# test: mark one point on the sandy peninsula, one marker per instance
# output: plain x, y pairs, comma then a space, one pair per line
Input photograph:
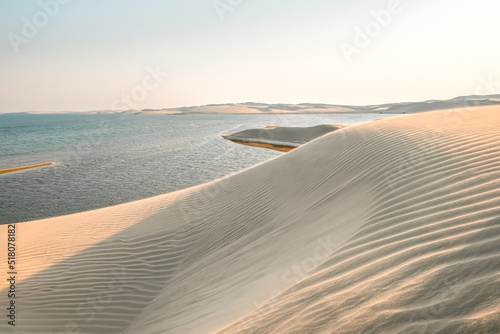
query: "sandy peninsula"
281, 138
385, 227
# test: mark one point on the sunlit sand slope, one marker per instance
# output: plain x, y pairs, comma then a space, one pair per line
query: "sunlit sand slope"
386, 227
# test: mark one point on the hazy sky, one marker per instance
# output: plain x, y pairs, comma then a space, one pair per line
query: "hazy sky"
95, 54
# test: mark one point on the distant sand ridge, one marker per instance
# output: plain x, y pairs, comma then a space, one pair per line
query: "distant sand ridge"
281, 138
390, 226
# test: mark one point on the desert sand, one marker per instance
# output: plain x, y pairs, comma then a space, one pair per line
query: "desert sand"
280, 138
385, 227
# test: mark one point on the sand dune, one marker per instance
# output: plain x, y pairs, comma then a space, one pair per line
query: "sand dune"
283, 136
461, 102
386, 227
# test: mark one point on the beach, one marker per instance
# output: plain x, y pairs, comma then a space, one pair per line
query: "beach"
390, 226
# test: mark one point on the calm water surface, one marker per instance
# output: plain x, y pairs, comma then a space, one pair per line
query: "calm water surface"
103, 160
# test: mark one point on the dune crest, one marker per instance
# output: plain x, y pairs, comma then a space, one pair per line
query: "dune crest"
390, 226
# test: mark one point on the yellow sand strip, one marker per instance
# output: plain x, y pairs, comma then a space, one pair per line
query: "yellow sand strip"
268, 146
23, 168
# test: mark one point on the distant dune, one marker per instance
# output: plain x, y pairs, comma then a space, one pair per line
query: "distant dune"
290, 137
390, 226
472, 101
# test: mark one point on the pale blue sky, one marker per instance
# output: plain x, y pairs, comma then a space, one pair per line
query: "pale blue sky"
93, 52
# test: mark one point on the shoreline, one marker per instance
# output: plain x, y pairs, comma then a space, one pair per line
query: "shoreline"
280, 148
336, 226
18, 169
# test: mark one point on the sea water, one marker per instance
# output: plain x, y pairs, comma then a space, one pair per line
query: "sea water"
104, 160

____

WORK INSTRUCTIONS
Please repeat the entries exactly. Do not include the pictures.

CORRECT ANSWER
# test: mark one point on the sandy peninsula, one marker per instance
# output: plain x, y pairs, comma then a space, one pair per line
Input photograph:
query: "sandy peninsula"
281, 138
385, 227
# test: mark one point on the sunlit sand slope, one marker per instance
# output: plain x, y pairs, comma then a space, one pair per line
query: "sunlit sand slope"
386, 227
# test: mark one point on the hazy sky, one marker per instance
# output: plain x, y pairs, comma then a space, one pair per line
query: "hazy sky"
95, 54
# test: mark one point on the distant sand ridge, one marker per instance
# output: plain x, y pairs, comma then a space, one pair per line
query: "distant sand ridge"
281, 138
390, 226
# test: mark one point on the desert sand, one marker per instance
# output: plain x, y pairs, comma then a space, one pair per line
query: "desert sand"
280, 138
385, 227
# test: mark one point on the sand dune, one marker per instance
# output: plain x, y pairs, comma then a space, one pair per line
query: "sand dune"
283, 136
461, 102
386, 227
# test: mark one point on the beach, one marker per instance
# output: plain x, y pairs, comma then a space, one pair per line
query: "beach"
390, 226
# test: mark one point on the calm water surface, one marker per instance
# output: plain x, y pairs, comma then a space, one pair per line
query: "calm water surface"
103, 160
# test: mark one point on the dune crest, one marker per instance
# output: plain x, y pairs, comma then a space, one pair per line
query: "dune crest"
390, 226
# test: mark one point on the yellow sand strip, one marker per instance
# output: plain x, y pairs, comma then a space, one pair per line
query: "yellow sand strip"
268, 146
23, 168
# test: mark one point on the distant dune, one marker per instance
# output: plain x, y pairs, comma then a space, one pair per line
query: "distant dune"
290, 137
390, 226
472, 101
# test: mark one point on the pale blue sky, one marker per instance
# output: plain x, y pairs, comma then a space, one pair per line
query: "pale blue sky"
93, 52
# test: mark one point on the shoreline, one marker per instance
# output: plain x, y pairs, comma then a space, one pair per line
query: "shoreline"
280, 148
336, 226
18, 169
# test: mark one point on the sea water, one marker per instance
# output: plain x, y pairs, comma then a space, one pair per line
query: "sea water"
104, 160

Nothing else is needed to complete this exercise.